(Location identification entries)
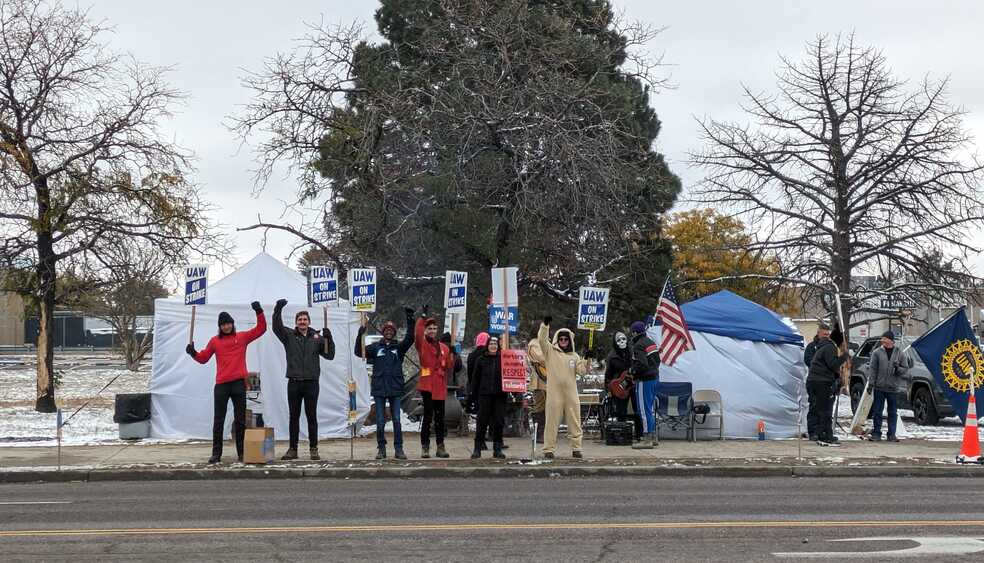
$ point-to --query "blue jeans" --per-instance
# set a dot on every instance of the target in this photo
(882, 397)
(381, 421)
(645, 406)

-- WHAT TO DO --
Put every line of the material above into a JSON list of strings with one string per line. Leave out blank lines and the pictures.

-- RESULT FOR THIS EXERCISE --
[
  "$ point-to --query \"blue jeans\" --per-instance",
  "# set a dot on every instance of the target in this photo",
  "(882, 397)",
  "(381, 421)",
  "(645, 406)"
]